*** Begin section ***

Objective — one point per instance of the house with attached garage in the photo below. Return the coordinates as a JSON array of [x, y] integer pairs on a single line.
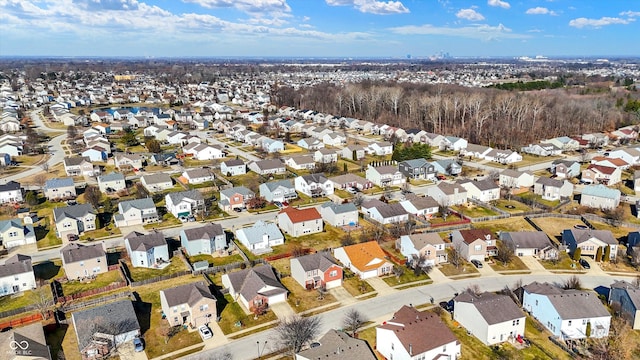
[[13, 233], [429, 246], [111, 183], [299, 222], [184, 203], [207, 239], [233, 167], [313, 271], [589, 240], [16, 275], [71, 221], [189, 304], [255, 287], [148, 251], [567, 314], [491, 318], [156, 182], [11, 192], [80, 261], [279, 190], [136, 212], [339, 214], [55, 189], [530, 243], [403, 336], [367, 260], [600, 197]]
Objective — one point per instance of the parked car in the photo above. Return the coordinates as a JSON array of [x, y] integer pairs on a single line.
[[205, 332]]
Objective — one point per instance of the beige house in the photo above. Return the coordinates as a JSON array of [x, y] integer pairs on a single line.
[[80, 261], [191, 304]]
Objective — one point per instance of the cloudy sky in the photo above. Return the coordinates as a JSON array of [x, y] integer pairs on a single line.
[[319, 28]]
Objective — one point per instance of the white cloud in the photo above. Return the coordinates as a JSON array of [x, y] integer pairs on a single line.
[[499, 3], [540, 11], [372, 6], [482, 32], [598, 23], [469, 14]]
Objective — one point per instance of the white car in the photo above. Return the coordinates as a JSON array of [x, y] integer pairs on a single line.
[[205, 332]]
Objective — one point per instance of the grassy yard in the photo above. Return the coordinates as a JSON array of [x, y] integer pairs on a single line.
[[301, 299], [233, 317], [140, 273], [101, 280]]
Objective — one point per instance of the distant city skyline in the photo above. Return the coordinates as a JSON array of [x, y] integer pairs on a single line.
[[318, 28]]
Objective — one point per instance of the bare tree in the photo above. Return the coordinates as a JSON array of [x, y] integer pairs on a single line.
[[295, 332], [353, 321]]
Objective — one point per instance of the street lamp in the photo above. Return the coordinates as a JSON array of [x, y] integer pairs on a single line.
[[264, 345]]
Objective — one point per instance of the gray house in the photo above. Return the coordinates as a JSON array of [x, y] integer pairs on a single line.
[[206, 239]]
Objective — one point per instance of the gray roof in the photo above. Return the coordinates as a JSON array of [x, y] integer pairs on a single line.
[[494, 308], [338, 345], [187, 294], [140, 242], [75, 252], [117, 317], [206, 232], [317, 261]]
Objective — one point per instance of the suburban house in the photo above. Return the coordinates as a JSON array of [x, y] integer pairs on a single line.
[[492, 318], [474, 244], [103, 328], [314, 185], [136, 212], [111, 183], [299, 222], [448, 194], [59, 189], [184, 203], [600, 197], [339, 214], [13, 233], [566, 313], [420, 206], [553, 189], [255, 287], [80, 166], [279, 190], [366, 259], [16, 275], [11, 192], [428, 246], [149, 251], [233, 167], [156, 182], [481, 190], [404, 336], [626, 297], [125, 161], [207, 239], [417, 169], [71, 221], [384, 213], [589, 240], [235, 197], [267, 167], [318, 270], [386, 175], [530, 243], [81, 261], [337, 344], [598, 174], [260, 237], [191, 304]]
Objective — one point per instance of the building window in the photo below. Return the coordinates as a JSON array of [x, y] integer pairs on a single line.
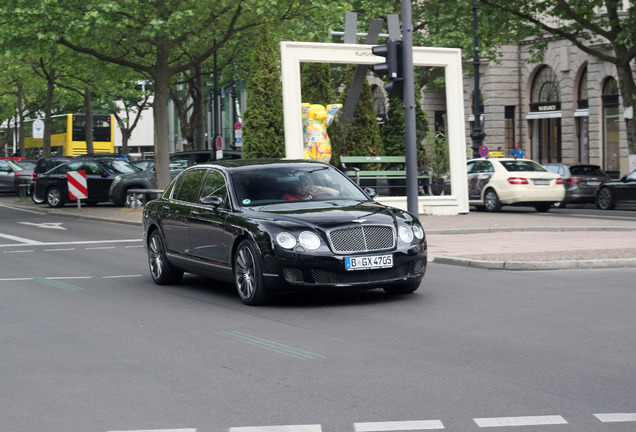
[[510, 129], [545, 117], [611, 128]]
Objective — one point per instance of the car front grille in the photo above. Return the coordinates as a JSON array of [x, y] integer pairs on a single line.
[[322, 276], [362, 239]]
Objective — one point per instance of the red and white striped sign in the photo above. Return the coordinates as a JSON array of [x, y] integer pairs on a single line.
[[77, 187]]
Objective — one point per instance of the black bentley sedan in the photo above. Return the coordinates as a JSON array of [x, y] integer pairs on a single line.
[[617, 193], [280, 225]]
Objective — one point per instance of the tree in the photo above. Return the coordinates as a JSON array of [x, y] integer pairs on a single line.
[[600, 28], [361, 137], [263, 131]]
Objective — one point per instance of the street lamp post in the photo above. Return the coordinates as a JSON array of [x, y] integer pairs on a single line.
[[477, 135]]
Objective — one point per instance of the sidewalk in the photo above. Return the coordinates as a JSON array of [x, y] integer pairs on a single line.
[[514, 239]]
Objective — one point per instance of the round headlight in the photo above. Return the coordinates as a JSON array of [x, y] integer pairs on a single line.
[[309, 240], [406, 235], [418, 231], [286, 240]]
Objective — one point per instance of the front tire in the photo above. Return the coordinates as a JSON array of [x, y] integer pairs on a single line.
[[491, 201], [248, 275], [162, 271], [35, 198], [54, 197], [605, 199]]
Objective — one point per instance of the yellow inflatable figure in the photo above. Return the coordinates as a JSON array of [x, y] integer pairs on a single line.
[[316, 142]]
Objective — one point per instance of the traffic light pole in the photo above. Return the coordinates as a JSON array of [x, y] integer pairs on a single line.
[[410, 139]]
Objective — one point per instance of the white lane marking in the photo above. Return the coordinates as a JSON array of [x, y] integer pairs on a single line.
[[34, 243], [519, 421], [616, 417], [20, 239], [46, 225], [398, 426], [67, 277], [287, 428], [160, 430]]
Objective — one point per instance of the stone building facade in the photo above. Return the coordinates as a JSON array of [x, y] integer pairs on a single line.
[[566, 108]]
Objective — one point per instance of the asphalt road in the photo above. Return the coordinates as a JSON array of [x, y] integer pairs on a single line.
[[89, 343]]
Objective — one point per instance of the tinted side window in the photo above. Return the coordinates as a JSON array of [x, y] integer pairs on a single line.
[[189, 186], [215, 186]]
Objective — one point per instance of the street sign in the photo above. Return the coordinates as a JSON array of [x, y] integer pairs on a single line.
[[77, 187], [38, 129]]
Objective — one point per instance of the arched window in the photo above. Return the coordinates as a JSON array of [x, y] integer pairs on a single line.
[[611, 127], [545, 116]]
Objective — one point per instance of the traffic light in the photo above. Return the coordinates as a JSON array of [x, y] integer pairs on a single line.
[[392, 68]]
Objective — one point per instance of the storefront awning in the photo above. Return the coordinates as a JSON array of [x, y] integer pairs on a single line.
[[544, 114]]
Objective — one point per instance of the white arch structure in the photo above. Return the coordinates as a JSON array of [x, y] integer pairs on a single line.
[[295, 53]]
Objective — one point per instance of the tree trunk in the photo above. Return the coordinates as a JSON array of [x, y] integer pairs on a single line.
[[160, 118], [88, 128], [48, 107], [20, 124]]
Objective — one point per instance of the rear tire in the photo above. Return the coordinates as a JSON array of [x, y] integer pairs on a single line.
[[161, 270], [605, 199], [54, 197], [491, 201]]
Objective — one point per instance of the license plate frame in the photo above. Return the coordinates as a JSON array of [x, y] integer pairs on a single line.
[[368, 262], [542, 182]]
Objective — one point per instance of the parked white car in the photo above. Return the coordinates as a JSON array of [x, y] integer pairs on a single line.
[[495, 182]]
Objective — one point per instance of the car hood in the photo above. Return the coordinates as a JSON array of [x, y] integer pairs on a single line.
[[326, 214]]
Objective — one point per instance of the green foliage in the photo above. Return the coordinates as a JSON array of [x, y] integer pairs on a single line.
[[394, 128], [263, 131], [362, 136]]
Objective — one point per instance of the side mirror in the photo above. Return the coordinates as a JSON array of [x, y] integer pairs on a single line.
[[213, 201], [371, 193]]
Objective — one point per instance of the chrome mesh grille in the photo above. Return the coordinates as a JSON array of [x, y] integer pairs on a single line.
[[362, 239]]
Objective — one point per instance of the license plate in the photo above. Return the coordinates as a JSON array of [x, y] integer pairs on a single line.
[[366, 263]]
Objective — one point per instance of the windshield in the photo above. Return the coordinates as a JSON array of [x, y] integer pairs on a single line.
[[264, 185], [119, 166]]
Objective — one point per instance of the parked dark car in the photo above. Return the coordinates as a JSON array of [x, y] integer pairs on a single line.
[[100, 173], [580, 180], [41, 166], [23, 180], [8, 170], [231, 221], [617, 193]]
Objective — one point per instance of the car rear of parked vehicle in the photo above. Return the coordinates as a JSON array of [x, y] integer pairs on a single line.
[[580, 180]]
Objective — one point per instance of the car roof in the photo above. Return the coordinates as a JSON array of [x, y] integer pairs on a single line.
[[241, 164]]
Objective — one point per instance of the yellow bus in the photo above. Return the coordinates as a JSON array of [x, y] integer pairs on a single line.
[[68, 136]]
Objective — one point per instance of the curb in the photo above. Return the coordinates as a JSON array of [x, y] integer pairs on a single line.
[[538, 265]]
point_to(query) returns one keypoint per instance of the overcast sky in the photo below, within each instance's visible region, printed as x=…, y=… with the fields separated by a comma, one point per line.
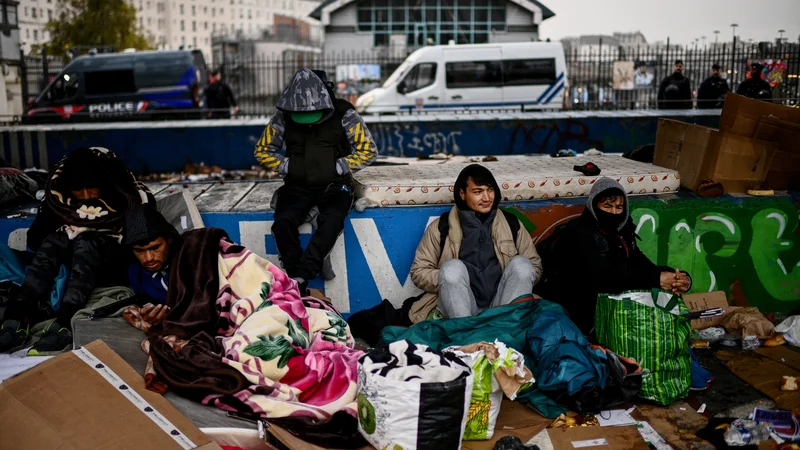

*** End section ***

Only the lines from the line that contains "Objective — one point per instance of the chrome" through the end of the entries are to be written out, exactly and without pictures, both ends included.

__Result below__
Objective — one point per instance of the chrome mesh grille in the photo above. Return the coordinates as a JSON array of [x, y] integer pairs on a single line.
[[362, 239]]
Objective — one point per instance of the license plate in the photo above. Return the coordinates as a JSON array of [x, y] integer pairs on a single line.
[[366, 263]]
Objective — one point per instance of the windshield in the photo above. Return the coordinates as a JSON array of [x, y] integer pairs on a single line.
[[264, 185], [119, 166]]
Objective — one point per instance of the parked dark car in the photo above. Return the coordinates as a JSON array of [x, y] integer pairs on a single line.
[[100, 173], [580, 180], [41, 166], [23, 180], [8, 170], [231, 221], [617, 193]]
Objective — one point per instance of the car rear of parked vehicle in the photo above. Return the coordinates as a JSON array of [x, y] integer pairs on a single line.
[[580, 180]]
Objective — one point per instance of the car roof in the photo above. Return the coordinates as a JSON array of [x, y] integer pairs on a single line.
[[241, 164]]
Objective — one point per instance of the yellow bus in the photo above. Return the coordinates as a JSON array of [x, y] integer pairs on a single line.
[[68, 136]]
Objective — one point per instance of the curb in the photo above. Return the coordinates as a JSON array of [x, y] integer pairs on a single line.
[[538, 265]]
point_to(query) returns one keypoint per instance of the overcast sky in the photo below, within each instance's visible region, printed as x=…, y=… with the fields separated by a comma, one point per line.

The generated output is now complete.